* _DOCUMENT SEGMENT_
-------------------------
Taking Charge Of The Non-Adherent Patient With Diabetes
Understanding the dynamic of the patient’s household may also shed light on the non-adherence. Is the patient the caregiver for others? Does the patient have to do all of the grocery shopping and errands him- or herself? We instruct patients to limit their activities but if they have no one else to rely on, what can they do? Not everyone has the luxury of having family that is in close proximity or is willing to help. Fortunately, there are programs that can help patients with day-to-day chores and activities.
Have patients bring in some pictures of their house and neighborhood. This will not only let the physician evaluate the living conditions and the physical demands on the patient (number of steps, hills, sidewalk conditions, etc.), but it also helps further the relationship with the patient. Ask questions since many people like to talk about themselves.
How A Rehabilitation Center Can Facilitate Non-Weightbearing
In regard to applying these principles, we encountered a patient in his late 50s with diabetes, who had sustained a calcaneal fracture. The fracture occurred a couple of years prior to the patient presenting to our practice. It appeared to be a Rowe type II fracture. A previous doctor fixated the fracture without incident. The patient is on dialysis and has peripheral neuropathy.
By the time we met the patient, he was essentially walking on his talus with his calcaneus displaced laterally. After discussing expectations, treament options and possible complications, we determined a plan for the surgery but this was only a portion of the overall picture. Lengthy discussions ensued with the patient about his living situation, medical needs and the absolute necessity to remain non-weightbearing.
-------------------------
* _WHAT THE TASK ASKS_
From the article on non-adherent patients with diabetes, write out the passage starting with "Have patients bring" and going on through "talk about themselves.", word for word.

* _EXTRACTED DATA_
-------------------------
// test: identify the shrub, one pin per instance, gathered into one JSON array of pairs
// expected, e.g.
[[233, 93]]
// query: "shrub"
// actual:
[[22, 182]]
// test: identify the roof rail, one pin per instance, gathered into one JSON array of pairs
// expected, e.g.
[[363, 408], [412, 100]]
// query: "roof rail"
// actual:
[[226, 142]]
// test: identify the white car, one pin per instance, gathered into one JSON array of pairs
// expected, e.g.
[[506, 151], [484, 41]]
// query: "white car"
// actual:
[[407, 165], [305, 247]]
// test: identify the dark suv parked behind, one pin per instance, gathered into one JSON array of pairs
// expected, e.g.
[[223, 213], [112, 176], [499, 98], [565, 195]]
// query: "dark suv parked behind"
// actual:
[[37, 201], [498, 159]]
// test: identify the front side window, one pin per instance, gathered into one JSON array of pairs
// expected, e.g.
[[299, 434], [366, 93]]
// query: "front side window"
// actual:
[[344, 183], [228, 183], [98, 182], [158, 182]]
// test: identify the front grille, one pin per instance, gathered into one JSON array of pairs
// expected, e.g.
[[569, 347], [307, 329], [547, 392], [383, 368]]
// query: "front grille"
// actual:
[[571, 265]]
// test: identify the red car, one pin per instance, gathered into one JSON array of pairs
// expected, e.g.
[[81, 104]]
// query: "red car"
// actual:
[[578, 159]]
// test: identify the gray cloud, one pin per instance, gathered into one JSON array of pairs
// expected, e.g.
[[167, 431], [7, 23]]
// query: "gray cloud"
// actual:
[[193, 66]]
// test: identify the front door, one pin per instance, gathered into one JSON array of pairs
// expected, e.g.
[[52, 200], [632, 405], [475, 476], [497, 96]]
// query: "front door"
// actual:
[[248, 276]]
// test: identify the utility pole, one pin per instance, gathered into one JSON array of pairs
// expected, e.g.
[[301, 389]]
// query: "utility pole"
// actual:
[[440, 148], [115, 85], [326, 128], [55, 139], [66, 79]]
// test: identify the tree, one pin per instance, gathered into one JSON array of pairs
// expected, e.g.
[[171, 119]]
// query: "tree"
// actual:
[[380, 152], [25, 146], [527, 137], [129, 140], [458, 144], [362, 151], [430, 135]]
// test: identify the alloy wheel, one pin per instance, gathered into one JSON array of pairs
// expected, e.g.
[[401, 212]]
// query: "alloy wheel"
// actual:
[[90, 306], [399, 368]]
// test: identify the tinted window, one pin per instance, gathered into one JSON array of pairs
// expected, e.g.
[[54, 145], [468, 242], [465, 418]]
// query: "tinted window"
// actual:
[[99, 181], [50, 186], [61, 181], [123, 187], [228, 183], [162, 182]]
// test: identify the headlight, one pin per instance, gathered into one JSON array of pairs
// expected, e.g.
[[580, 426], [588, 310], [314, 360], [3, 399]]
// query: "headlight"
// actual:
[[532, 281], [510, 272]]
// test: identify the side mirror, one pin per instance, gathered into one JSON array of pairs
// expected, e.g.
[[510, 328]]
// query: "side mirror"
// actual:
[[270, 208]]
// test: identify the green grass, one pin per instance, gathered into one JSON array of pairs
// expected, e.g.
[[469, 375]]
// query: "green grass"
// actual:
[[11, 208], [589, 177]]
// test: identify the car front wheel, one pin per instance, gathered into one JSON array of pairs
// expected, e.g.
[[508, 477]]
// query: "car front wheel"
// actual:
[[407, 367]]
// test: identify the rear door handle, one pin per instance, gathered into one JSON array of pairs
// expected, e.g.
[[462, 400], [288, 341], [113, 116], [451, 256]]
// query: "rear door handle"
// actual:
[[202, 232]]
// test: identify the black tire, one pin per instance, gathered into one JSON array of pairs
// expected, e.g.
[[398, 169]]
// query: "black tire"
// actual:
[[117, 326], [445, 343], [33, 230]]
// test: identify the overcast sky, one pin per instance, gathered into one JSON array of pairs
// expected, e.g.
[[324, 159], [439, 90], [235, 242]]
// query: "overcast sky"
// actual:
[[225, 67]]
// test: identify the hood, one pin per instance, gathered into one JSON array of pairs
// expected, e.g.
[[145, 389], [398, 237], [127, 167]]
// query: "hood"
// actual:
-------------------------
* _TASK SOLUTION_
Have patients bring in some pictures of their house and neighborhood. This will not only let the physician evaluate the living conditions and the physical demands on the patient (number of steps, hills, sidewalk conditions, etc.), but it also helps further the relationship with the patient. Ask questions since many people like to talk about themselves.